_What to produce_: Lines of the material that include the string "bald" should be returned.

_Data records_:
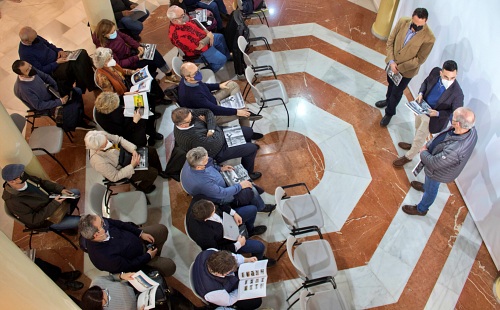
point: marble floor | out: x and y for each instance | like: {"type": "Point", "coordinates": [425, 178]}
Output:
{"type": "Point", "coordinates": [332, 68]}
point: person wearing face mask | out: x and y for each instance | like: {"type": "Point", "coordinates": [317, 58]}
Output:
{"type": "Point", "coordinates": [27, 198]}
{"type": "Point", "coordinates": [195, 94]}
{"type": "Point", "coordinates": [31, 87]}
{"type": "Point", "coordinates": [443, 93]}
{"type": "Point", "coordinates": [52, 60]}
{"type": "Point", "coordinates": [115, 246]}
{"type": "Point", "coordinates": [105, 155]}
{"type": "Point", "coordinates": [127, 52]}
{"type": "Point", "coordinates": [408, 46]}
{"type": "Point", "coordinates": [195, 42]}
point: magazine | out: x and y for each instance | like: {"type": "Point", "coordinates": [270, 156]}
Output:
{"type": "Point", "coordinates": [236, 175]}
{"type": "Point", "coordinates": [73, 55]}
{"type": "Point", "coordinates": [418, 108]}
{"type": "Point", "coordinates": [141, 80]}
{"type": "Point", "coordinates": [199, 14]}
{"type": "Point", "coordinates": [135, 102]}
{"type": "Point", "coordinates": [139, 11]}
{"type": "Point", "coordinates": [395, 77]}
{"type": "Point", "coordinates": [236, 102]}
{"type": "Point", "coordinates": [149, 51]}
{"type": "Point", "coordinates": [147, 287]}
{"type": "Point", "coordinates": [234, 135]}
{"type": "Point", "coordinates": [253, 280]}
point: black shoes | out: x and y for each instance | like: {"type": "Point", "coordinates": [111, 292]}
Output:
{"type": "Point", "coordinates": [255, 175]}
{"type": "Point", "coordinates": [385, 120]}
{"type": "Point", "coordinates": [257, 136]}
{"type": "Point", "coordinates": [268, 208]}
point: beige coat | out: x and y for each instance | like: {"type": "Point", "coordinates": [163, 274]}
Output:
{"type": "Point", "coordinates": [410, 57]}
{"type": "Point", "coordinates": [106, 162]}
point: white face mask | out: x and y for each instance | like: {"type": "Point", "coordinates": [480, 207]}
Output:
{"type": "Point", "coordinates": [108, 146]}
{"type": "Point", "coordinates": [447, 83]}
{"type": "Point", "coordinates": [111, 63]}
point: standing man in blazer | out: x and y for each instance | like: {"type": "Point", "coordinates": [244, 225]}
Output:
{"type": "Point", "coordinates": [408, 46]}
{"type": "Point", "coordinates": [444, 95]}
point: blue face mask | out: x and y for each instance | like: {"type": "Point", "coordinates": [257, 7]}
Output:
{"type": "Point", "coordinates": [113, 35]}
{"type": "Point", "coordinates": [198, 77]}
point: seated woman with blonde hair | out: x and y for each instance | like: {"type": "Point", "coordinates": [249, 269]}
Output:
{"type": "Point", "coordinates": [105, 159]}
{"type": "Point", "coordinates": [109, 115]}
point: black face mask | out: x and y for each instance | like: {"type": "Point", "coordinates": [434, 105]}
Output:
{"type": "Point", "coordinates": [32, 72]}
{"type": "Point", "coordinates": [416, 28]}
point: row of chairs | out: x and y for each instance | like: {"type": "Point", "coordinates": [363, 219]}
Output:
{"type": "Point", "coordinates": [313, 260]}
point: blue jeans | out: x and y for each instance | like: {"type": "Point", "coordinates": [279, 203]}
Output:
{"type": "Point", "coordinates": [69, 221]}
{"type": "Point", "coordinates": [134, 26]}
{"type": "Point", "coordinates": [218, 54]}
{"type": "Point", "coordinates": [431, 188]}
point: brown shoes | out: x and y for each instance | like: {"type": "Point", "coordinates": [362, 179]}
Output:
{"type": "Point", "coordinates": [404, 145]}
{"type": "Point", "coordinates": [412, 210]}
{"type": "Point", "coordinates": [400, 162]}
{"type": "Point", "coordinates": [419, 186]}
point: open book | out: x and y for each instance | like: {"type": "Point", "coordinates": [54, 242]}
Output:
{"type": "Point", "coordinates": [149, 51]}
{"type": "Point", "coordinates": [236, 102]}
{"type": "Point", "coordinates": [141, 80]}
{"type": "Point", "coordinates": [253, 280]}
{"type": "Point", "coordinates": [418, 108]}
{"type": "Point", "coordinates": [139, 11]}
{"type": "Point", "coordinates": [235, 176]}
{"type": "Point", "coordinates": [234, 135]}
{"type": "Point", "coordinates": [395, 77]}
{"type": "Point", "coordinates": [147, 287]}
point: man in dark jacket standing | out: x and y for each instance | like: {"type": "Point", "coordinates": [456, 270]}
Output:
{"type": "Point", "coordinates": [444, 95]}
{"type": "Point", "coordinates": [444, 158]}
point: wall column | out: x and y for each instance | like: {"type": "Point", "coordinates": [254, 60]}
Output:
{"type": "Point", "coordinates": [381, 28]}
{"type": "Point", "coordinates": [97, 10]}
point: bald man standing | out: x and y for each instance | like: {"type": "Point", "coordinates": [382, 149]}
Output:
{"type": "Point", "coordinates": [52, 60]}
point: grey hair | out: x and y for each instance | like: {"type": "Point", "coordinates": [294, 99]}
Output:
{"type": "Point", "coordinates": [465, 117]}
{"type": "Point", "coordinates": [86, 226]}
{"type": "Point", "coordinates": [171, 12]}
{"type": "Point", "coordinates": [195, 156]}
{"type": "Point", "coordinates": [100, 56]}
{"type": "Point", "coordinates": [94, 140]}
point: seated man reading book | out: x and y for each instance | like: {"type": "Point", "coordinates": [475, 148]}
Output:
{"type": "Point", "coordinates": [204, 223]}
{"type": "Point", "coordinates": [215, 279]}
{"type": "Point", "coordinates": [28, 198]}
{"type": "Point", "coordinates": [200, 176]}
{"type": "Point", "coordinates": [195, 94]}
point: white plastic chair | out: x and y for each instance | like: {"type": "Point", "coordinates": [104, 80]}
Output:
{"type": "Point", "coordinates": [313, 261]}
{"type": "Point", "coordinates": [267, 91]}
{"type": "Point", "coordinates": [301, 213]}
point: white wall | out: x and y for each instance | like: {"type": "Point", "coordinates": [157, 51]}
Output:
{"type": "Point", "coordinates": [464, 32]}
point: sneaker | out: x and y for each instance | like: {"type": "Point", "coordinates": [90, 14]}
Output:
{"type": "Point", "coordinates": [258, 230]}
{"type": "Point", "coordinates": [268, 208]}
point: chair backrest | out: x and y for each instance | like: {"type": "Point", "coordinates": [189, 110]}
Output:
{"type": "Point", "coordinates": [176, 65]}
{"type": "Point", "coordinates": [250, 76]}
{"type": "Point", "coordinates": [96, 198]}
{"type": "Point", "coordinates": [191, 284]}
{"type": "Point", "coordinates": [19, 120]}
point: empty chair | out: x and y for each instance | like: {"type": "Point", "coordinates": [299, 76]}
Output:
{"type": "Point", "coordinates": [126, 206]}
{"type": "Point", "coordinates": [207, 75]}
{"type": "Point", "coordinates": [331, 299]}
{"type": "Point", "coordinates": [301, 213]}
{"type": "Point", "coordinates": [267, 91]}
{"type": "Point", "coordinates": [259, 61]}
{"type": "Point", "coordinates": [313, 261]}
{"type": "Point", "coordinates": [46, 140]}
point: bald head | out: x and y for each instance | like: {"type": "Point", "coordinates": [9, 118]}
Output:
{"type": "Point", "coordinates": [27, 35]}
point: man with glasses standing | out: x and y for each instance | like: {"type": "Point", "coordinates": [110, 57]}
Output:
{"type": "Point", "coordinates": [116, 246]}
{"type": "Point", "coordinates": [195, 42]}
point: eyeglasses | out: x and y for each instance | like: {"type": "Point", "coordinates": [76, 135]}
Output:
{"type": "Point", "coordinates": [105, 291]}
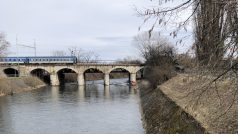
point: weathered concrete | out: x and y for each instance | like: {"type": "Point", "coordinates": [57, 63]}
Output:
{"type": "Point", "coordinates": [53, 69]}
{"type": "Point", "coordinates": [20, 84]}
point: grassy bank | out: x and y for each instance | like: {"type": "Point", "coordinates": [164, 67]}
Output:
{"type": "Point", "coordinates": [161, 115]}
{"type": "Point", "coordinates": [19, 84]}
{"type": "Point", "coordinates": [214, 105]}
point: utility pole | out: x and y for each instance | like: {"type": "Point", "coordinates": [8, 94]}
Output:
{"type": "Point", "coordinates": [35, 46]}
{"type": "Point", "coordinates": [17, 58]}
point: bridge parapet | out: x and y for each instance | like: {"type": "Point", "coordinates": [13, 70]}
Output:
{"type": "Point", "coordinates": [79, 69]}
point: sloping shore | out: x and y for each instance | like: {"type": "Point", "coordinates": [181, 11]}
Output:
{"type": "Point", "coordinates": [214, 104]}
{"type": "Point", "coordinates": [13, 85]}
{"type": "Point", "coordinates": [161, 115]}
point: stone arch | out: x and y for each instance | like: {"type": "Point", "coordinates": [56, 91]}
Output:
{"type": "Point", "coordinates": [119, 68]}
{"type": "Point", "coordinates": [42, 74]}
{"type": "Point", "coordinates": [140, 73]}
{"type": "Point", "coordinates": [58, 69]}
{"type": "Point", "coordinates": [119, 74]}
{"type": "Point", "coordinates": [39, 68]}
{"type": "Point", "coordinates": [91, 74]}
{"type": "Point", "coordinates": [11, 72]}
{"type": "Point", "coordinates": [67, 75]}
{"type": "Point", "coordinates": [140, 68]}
--
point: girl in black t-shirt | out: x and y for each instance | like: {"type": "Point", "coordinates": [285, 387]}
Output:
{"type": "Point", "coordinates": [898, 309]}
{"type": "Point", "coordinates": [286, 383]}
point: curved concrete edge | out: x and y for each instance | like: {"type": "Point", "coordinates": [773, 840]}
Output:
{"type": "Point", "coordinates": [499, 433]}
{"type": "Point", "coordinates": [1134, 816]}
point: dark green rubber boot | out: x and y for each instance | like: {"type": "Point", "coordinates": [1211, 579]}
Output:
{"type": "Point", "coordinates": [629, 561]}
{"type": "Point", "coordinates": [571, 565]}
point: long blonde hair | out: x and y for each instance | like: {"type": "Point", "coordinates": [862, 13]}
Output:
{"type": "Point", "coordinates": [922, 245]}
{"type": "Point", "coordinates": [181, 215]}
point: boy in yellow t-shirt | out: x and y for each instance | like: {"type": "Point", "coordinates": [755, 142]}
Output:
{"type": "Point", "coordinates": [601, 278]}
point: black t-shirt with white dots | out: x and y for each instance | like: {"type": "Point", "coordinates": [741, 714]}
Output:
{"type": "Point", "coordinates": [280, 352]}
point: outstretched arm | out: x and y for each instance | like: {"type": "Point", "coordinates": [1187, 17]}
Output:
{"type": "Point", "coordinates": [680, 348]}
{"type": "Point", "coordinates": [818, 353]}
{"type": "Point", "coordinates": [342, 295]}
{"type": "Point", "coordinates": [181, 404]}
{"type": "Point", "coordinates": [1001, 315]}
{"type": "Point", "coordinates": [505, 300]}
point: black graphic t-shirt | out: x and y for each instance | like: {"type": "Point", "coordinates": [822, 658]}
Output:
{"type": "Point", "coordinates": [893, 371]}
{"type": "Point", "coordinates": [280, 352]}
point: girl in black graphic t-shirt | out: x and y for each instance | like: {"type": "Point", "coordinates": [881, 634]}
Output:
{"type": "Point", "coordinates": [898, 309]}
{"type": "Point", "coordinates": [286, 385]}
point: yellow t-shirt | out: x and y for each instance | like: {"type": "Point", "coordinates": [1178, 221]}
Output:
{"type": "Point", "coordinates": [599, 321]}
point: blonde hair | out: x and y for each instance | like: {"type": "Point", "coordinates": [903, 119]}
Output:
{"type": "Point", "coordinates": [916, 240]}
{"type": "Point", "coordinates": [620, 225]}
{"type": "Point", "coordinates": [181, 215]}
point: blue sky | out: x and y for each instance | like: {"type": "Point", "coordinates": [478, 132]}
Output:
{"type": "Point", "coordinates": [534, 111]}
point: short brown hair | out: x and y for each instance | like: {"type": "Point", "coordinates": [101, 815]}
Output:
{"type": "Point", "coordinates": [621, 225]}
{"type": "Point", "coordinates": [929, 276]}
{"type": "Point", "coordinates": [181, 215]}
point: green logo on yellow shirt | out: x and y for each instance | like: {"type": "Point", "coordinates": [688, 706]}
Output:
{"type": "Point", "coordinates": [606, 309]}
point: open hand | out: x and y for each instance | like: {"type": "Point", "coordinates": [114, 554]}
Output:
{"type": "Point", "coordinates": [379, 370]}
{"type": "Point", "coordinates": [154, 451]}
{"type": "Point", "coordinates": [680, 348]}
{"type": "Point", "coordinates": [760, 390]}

_Expected output_:
point: bald man standing | out: x and y for each instance | like: {"type": "Point", "coordinates": [382, 149]}
point: bald head | out: x and y for each instance | like: {"type": "Point", "coordinates": [9, 118]}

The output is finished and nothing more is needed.